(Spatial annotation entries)
********************

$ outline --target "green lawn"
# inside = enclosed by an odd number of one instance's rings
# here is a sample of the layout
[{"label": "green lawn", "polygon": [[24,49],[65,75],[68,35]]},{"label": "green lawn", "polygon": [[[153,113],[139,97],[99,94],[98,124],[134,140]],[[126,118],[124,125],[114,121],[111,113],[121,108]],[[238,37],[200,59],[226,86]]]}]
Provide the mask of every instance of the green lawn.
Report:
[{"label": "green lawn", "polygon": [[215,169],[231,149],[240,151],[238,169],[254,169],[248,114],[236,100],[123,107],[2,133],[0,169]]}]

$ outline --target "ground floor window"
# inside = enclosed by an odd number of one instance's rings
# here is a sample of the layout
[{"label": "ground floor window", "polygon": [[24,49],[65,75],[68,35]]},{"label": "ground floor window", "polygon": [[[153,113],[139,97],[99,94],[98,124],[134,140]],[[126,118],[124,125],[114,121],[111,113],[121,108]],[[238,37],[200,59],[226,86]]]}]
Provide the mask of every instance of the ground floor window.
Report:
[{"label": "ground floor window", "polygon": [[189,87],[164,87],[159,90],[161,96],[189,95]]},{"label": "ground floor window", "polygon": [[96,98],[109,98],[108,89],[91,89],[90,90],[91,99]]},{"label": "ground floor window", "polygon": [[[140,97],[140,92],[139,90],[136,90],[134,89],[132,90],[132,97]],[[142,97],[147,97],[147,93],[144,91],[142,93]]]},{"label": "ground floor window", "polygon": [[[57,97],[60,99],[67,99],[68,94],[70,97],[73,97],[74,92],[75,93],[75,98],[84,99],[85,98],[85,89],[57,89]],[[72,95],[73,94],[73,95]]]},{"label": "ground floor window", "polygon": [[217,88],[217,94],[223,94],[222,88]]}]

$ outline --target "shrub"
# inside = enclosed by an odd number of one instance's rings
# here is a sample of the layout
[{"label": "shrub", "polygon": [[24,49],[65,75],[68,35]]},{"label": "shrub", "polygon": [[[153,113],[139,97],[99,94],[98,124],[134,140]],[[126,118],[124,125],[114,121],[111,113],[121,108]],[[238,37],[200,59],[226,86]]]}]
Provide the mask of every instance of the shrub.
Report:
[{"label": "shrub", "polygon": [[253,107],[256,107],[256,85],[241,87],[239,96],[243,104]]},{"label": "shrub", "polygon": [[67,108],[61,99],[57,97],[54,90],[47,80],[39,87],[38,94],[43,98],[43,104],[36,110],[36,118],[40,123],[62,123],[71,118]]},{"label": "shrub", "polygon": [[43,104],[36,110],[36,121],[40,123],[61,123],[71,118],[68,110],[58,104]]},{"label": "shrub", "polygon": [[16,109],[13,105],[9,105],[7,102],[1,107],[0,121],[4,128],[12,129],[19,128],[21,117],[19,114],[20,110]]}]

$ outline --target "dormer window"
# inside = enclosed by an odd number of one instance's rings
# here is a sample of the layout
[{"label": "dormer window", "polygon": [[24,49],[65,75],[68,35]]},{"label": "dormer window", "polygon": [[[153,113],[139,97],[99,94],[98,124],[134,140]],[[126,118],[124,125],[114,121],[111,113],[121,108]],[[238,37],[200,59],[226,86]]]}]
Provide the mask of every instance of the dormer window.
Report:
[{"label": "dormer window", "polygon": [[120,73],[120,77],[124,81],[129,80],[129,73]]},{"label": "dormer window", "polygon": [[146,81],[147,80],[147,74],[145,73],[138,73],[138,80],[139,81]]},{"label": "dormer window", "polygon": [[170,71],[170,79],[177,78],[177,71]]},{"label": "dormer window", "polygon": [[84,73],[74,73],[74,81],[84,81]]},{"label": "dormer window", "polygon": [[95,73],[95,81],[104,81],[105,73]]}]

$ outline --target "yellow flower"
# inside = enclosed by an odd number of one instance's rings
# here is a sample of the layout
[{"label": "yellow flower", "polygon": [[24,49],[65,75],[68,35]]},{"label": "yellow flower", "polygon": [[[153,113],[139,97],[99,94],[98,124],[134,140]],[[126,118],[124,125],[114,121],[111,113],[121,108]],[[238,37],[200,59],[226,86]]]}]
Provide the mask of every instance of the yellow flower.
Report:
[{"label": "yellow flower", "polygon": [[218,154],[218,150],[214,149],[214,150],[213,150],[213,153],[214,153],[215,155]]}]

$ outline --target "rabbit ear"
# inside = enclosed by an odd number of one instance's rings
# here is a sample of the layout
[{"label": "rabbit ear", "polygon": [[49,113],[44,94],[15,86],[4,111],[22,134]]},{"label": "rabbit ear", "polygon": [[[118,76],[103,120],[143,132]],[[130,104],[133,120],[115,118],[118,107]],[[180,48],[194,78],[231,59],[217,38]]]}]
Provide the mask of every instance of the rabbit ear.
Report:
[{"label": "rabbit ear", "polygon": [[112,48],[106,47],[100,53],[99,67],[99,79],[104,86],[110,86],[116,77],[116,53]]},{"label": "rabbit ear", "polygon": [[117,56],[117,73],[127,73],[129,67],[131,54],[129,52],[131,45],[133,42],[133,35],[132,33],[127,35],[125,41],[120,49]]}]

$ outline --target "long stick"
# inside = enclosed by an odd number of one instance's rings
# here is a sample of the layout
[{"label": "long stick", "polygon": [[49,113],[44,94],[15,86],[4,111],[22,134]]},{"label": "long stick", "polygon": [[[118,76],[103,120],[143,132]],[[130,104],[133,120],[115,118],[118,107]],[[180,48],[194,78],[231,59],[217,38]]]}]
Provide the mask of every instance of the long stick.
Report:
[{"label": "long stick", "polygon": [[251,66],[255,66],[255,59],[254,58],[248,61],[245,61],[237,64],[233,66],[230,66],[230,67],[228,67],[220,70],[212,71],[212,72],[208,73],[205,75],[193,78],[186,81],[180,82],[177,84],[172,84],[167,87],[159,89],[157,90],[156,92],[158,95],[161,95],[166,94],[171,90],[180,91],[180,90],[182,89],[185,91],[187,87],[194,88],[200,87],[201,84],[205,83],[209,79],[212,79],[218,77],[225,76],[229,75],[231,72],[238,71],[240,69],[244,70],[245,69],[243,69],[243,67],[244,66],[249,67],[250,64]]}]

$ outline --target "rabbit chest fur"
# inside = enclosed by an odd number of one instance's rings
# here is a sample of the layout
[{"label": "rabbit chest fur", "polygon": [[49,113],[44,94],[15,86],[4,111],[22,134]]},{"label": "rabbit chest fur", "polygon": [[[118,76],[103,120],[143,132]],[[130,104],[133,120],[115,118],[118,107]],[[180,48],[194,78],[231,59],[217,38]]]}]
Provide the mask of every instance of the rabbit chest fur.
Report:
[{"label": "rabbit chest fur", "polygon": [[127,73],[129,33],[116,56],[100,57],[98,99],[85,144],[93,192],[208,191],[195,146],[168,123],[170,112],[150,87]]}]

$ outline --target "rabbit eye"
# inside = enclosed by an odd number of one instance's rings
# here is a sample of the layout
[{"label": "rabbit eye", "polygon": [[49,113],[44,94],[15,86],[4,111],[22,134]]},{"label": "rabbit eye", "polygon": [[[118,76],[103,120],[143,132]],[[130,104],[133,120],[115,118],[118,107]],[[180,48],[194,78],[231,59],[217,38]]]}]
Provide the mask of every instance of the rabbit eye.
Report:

********************

# [Exercise description]
Pull out every line of the entries above that contains the word "flower", matching case exactly.

# [Answer to the problem]
$ outline --target "yellow flower"
[{"label": "yellow flower", "polygon": [[24,49],[65,75],[68,35]]},{"label": "yellow flower", "polygon": [[[153,113],[139,97],[99,94],[98,124],[134,140]],[[126,118],[124,125],[114,121],[111,113],[121,108]],[[238,37],[200,59],[226,86]]]}]
Provide the mask of every instance of the yellow flower.
[{"label": "yellow flower", "polygon": [[218,154],[218,150],[214,149],[214,150],[213,150],[213,153],[214,153],[215,155]]}]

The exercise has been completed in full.